Text:
--------------------
Use the bq load command, specify the source_format, and include the path to the local file.

(Optional) Supply the --location flag and set the value to your location.

If you are loading data in a project other than your default project, add the project ID to the dataset in the following format: PROJECT_ID:DATASET.

bq --location=LOCATION load \
--source_format=FORMAT \
PROJECT_ID:DATASET.TABLE \
PATH_TO_SOURCE \
SCHEMA

Replace the following:

  • LOCATION: your location. The --location flag is optional. For example, if you are using BigQuery in the Tokyo region, set the flag's value to asia-northeast1. You can set a default value for the location by using the .bigqueryrc file.
  • FORMAT: CSV, AVRO, PARQUET, ORC, or NEWLINE_DELIMITED_JSON.
  • project_id: your project ID.
  • dataset: an existing dataset.
  • table: the name of the table into which you're loading data.
  • path_to_source: the path to the local file.
  • schema: a valid schema. The schema can be a local JSON file, or it can be typed inline as part of the command. You can also use the --autodetect flag instead of supplying a schema definition.
--------------------
Source data:
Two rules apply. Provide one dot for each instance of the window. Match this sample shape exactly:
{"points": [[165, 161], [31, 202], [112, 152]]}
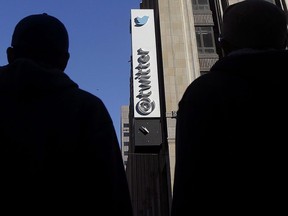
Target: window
{"points": [[200, 5], [205, 40]]}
--------------------
Complete the following:
**A)** Render this sentence from the BigQuery loading text in Spanish: "You can set a default value for the location by using the .bigqueryrc file."
**B)** According to the BigQuery loading text, what value should the --location flag have when BigQuery is used in the Tokyo region?
**C)** Carry the BigQuery loading text on past its final sentence.
The lines have no connection to the text on BigQuery data loading.

Outputs by task:
**A)** Puede establecer un valor predeterminado para la ubicación mediante el archivo .bigqueryrc.

**B)** asia-northeast1

**C)**
In addition, you can add flags for options that let you control how BigQuery parses your data. For example, you can use the --skip_leading_rows flag to ignore header rows in a CSV file. For more information, see CSV options and JSON options.

Examples:

The following command loads a local newline-delimited JSON file (mydata.json) into a table named mytable in mydataset in your default project. The schema is defined in a local schema file named myschema.json.

    bq load \
    --source_format=NEWLINE_DELIMITED_JSON \
    mydataset.mytable \
    ./mydata.json \
    ./myschema.json

The following command loads a local CSV file (mydata.csv) into a table named mytable in mydataset in myotherproject. The schema is defined inline in the format FIELD:DATA_TYPE, FIELD:DATA_TYPE.

    bq load \
    --source_format=CSV \
    myotherproject:mydataset.mytable \
    ./mydata.csv \
    qtr:STRING,sales:FLOAT,year:STRING

The following command loads a local CSV file (mydata.csv) into a table named mytable in mydataset in your default project. The schema is defined using schema auto-detection.

    bq load \
    --autodetect \
    --source_format=CSV \
    mydataset.mytable \
    ./mydata.csv

C#

Before trying this sample, follow the C# setup instructions in the BigQuery Quickstart Using Client Libraries. For more information, see the BigQuery C# API reference documentation.

The following code demonstrates how to load a local CSV file to a new BigQuery table. To load a local file of another format, use the update options class for the appropriate format from the JobCreationOptions base class instead of UploadCsvOptions.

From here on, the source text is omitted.